Exercise brief: Begin at the line containing "of the squirrel." in the data below and go on through the line containing "the nut piece.", repeating each line exactly; include both ends and no other line.

Source data:
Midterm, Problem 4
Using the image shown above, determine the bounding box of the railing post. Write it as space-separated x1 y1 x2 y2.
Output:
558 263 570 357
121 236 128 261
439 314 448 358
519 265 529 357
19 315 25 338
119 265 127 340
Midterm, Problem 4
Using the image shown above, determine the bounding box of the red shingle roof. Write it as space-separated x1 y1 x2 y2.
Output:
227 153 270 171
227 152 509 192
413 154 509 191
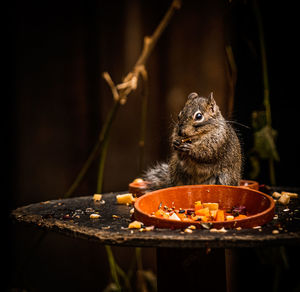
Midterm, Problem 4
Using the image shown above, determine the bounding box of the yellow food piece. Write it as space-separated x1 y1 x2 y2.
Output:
210 227 227 233
116 193 135 204
272 192 281 199
210 210 218 219
199 216 209 222
184 228 193 233
195 207 210 217
133 178 144 184
90 213 101 219
202 203 219 210
93 194 102 201
278 194 290 205
281 191 298 198
226 215 234 221
128 221 143 229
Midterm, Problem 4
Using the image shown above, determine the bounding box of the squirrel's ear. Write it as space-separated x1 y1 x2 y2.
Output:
208 92 215 103
188 92 198 100
208 92 218 113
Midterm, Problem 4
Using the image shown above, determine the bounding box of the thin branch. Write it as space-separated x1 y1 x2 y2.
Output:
225 45 237 119
65 101 121 197
105 245 121 291
64 0 181 197
103 72 119 102
135 0 181 68
108 0 181 105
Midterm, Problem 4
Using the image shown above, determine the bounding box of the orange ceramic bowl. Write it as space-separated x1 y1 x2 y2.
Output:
134 185 275 229
129 180 150 197
240 179 259 190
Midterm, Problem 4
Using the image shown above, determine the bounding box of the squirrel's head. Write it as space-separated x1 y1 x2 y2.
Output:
174 92 223 138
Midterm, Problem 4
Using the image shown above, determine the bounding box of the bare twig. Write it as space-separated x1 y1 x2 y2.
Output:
104 0 181 105
102 72 119 102
65 0 181 197
225 45 237 119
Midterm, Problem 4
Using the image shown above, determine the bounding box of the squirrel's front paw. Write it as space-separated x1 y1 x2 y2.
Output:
173 140 192 152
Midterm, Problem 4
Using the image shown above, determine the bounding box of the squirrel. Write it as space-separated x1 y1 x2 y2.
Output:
143 92 242 190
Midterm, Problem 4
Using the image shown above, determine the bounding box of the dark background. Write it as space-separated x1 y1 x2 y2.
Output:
9 0 299 291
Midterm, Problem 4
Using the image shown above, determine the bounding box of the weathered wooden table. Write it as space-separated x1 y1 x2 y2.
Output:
12 187 300 292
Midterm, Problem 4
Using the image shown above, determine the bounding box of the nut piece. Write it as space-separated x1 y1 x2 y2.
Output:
93 194 102 201
210 227 227 233
184 228 193 233
272 192 282 199
128 221 143 229
116 193 135 205
278 194 290 205
133 178 144 184
281 191 298 198
90 213 101 219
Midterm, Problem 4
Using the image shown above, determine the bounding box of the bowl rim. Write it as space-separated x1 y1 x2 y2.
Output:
239 179 259 184
134 184 275 228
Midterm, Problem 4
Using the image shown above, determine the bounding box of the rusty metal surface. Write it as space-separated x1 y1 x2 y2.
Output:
11 188 300 248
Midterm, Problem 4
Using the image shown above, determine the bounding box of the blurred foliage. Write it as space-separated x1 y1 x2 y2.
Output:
249 110 279 180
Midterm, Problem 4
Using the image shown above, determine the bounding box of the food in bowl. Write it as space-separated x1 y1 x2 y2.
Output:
153 200 248 223
134 185 275 229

Result of the exercise:
Using the image shown above, determine the bounding box of the squirrel. Write it as space-separated x1 y1 x2 y2.
Output:
143 92 242 190
Midterm, Problem 4
Using the image shown above, determine the bounding box of the dark background. Write it as space-separated x1 y1 x2 y2.
Output:
9 0 299 291
Midterm, Problem 4
Using the image shown above, determine the bounding box of the weathered wooden table. Write it as space-separated x1 y1 x2 y2.
Output:
12 187 300 292
Midterm, Problem 4
Using the image shown above, determine the bounding box of the nut piece. Write it as space-separated x1 y1 x2 y2.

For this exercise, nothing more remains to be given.